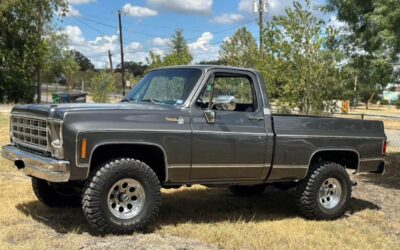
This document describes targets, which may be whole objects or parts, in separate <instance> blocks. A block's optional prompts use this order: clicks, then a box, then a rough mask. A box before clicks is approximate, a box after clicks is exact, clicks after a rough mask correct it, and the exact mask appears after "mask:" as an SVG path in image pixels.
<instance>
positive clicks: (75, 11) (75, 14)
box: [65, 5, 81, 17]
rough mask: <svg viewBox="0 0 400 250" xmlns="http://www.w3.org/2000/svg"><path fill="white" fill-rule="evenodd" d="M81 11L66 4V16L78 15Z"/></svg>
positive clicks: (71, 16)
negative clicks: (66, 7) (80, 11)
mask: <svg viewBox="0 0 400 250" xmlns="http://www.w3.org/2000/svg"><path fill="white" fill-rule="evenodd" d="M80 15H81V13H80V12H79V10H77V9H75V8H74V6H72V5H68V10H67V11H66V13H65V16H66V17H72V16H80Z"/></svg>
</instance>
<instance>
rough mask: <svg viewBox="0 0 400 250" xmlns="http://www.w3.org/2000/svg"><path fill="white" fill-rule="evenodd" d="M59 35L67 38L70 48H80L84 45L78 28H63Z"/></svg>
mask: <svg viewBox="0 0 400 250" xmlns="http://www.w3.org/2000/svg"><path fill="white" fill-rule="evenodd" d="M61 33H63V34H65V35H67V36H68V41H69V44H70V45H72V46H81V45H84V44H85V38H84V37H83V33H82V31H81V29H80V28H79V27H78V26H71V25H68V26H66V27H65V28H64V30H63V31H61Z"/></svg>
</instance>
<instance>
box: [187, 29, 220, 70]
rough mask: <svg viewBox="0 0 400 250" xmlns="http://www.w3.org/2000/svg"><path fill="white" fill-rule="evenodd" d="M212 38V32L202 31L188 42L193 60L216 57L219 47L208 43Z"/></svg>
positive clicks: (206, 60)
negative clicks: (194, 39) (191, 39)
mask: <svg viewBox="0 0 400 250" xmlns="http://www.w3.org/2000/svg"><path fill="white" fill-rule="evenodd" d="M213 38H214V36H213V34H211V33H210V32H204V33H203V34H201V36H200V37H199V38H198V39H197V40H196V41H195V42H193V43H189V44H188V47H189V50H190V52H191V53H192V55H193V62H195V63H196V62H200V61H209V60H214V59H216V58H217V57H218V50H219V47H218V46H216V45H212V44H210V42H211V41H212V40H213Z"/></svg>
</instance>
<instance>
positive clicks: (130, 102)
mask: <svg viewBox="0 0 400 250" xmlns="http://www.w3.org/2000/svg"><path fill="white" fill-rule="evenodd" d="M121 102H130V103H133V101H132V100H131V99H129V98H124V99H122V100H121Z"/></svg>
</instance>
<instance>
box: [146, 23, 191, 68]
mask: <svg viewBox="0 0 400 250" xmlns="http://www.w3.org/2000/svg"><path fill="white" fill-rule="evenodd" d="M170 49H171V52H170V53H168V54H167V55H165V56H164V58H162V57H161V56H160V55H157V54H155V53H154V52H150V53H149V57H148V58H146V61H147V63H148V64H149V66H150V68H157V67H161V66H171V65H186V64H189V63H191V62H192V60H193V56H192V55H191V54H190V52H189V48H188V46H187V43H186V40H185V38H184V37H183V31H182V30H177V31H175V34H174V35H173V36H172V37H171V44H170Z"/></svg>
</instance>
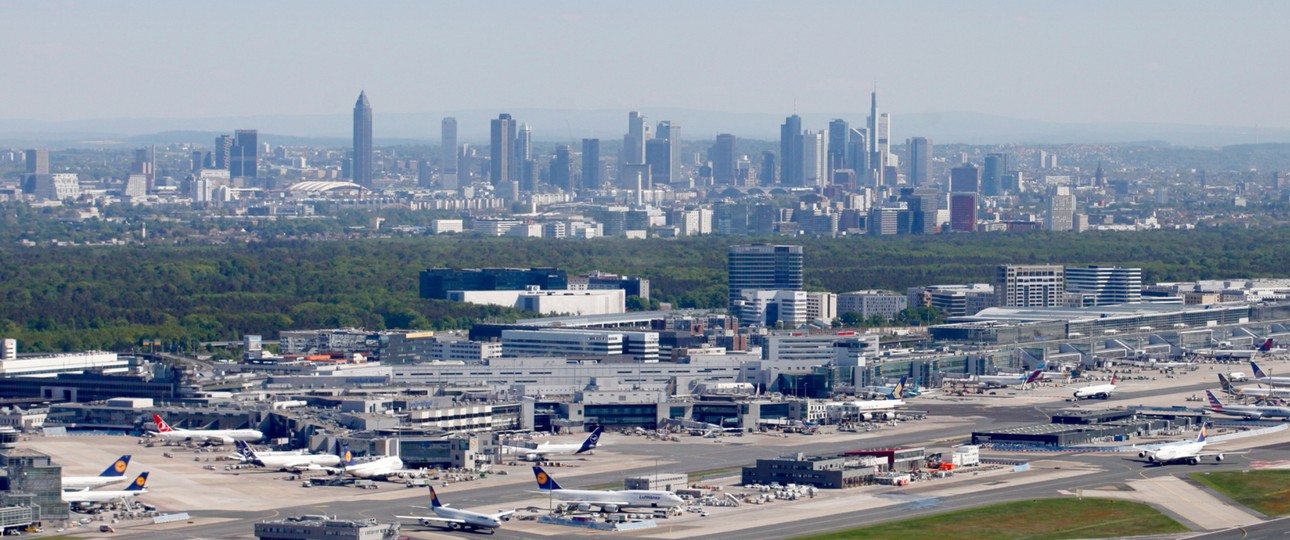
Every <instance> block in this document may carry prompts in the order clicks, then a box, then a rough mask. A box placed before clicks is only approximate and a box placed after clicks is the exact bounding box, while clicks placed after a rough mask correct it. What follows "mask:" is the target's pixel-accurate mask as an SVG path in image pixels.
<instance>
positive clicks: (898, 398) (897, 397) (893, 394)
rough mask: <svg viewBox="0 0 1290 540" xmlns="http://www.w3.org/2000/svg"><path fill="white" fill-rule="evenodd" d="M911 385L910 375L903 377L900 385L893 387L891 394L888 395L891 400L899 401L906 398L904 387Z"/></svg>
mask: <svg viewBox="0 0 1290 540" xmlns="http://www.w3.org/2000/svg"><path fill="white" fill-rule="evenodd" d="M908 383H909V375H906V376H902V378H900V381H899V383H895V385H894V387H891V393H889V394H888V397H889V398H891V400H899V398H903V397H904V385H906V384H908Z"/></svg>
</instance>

-*-*-

> [How to complete this task]: Copy back, word for word, every line between the top of the material above and the line that contains "positive clicks: (206, 60)", both included, without any pictures.

> [Result for this task]:
This document describes targets, which may be whole objects or parts, in separate <instance> blocks. A block's optional prompts use this order: clicks, then a box, then a rough mask. A box before clicks is approximate, a box after clicks is exact, clicks after a rough mask correct it, and the exact mask appears after "mask:" as an SVG path in image pixels.
<instance>
positive clicks: (75, 11) (75, 14)
box: [65, 5, 81, 17]
rough mask: <svg viewBox="0 0 400 250" xmlns="http://www.w3.org/2000/svg"><path fill="white" fill-rule="evenodd" d="M81 11L66 4V16L78 15Z"/></svg>
positive clicks: (71, 16)
negative clicks: (66, 7) (80, 11)
mask: <svg viewBox="0 0 400 250" xmlns="http://www.w3.org/2000/svg"><path fill="white" fill-rule="evenodd" d="M80 15H81V13H80V12H79V10H77V9H75V8H74V6H72V5H68V10H67V11H66V13H65V16H66V17H72V16H80Z"/></svg>
</instance>
<instance>
rough mask: <svg viewBox="0 0 400 250" xmlns="http://www.w3.org/2000/svg"><path fill="white" fill-rule="evenodd" d="M59 35L67 38L70 48H80L84 45L78 28H63Z"/></svg>
mask: <svg viewBox="0 0 400 250" xmlns="http://www.w3.org/2000/svg"><path fill="white" fill-rule="evenodd" d="M61 33H63V34H65V35H67V36H68V41H69V44H70V45H72V46H81V45H84V44H85V38H84V37H83V33H82V31H81V29H80V28H79V27H78V26H71V25H68V26H66V27H65V28H64V30H63V31H61Z"/></svg>
</instance>
<instance>
box: [187, 29, 220, 70]
rough mask: <svg viewBox="0 0 400 250" xmlns="http://www.w3.org/2000/svg"><path fill="white" fill-rule="evenodd" d="M212 38V32L202 31L188 42L193 60L216 57L219 47L208 43Z"/></svg>
positive clicks: (206, 60)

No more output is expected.